• REQUIRED TASK
Render the records as a two-column CSV with headers input and output, one row per record, covering everything from the start of the records through the line containing "[[145, 63]]". Put each value in one quoted field, with line breaks replaced by spaces.

##### MATERIAL SHOWN #####

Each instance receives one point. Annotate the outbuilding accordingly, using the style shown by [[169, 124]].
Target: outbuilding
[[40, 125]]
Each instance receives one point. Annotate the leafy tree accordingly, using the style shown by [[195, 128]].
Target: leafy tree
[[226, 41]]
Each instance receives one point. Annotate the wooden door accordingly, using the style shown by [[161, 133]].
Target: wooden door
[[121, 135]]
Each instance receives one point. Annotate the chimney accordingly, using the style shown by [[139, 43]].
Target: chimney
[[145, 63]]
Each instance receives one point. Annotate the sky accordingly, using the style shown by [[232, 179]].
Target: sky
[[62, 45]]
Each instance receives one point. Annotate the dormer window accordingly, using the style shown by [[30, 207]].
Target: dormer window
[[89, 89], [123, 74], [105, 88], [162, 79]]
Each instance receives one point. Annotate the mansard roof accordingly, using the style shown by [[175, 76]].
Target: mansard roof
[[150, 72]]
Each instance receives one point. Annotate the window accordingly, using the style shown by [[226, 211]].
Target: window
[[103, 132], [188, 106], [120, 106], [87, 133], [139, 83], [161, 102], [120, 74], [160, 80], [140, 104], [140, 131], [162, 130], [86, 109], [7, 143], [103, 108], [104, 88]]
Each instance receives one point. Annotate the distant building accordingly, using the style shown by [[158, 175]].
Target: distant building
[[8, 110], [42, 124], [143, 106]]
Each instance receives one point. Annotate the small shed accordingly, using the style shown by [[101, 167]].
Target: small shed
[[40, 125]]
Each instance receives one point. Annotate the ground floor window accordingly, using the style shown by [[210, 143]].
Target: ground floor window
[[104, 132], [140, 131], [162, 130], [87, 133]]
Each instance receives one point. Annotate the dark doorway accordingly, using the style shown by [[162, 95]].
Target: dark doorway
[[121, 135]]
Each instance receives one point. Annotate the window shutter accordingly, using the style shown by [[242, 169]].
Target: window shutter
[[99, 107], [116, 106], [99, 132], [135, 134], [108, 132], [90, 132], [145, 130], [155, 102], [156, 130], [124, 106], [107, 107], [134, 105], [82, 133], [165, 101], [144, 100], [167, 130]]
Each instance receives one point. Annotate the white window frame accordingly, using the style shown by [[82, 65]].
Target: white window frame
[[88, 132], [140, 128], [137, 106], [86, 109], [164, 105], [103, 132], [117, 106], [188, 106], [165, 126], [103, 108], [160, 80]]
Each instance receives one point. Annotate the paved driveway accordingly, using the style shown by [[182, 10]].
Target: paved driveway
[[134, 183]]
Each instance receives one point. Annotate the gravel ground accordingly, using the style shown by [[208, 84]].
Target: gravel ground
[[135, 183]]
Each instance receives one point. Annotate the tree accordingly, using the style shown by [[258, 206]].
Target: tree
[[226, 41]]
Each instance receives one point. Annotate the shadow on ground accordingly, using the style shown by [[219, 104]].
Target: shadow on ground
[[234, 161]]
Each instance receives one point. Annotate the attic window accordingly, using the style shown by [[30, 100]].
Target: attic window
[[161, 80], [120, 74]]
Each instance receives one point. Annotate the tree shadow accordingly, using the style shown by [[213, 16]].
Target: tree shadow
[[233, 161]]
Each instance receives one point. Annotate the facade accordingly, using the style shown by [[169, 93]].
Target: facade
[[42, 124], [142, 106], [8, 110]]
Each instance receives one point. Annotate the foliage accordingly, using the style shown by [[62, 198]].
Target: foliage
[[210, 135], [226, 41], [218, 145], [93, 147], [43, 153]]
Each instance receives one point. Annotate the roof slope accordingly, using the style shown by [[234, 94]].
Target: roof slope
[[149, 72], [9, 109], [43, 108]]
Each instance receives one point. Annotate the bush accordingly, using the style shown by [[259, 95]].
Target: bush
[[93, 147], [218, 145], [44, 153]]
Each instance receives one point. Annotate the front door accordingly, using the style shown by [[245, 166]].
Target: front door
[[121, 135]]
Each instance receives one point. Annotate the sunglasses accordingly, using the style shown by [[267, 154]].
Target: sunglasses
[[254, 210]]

#####

• WRITTEN RESPONSE
input,output
"Each instance receives one point. Annotate the outbuilding accordingly, using the style shown by [[169, 124]]. Target: outbuilding","[[40, 125]]"
"Each instance receives one point. Annotate the leafy tree accordingly, using the style shown by [[195, 128]]. Target: leafy tree","[[226, 41]]"
"Each instance receives one point. Annotate the wooden door accordingly, using the style shown by [[161, 133]]. Target: wooden door","[[121, 135]]"
"Each instance receives one point. Annotate the chimney accordingly, using the style shown by [[139, 43]]. Target: chimney","[[145, 63]]"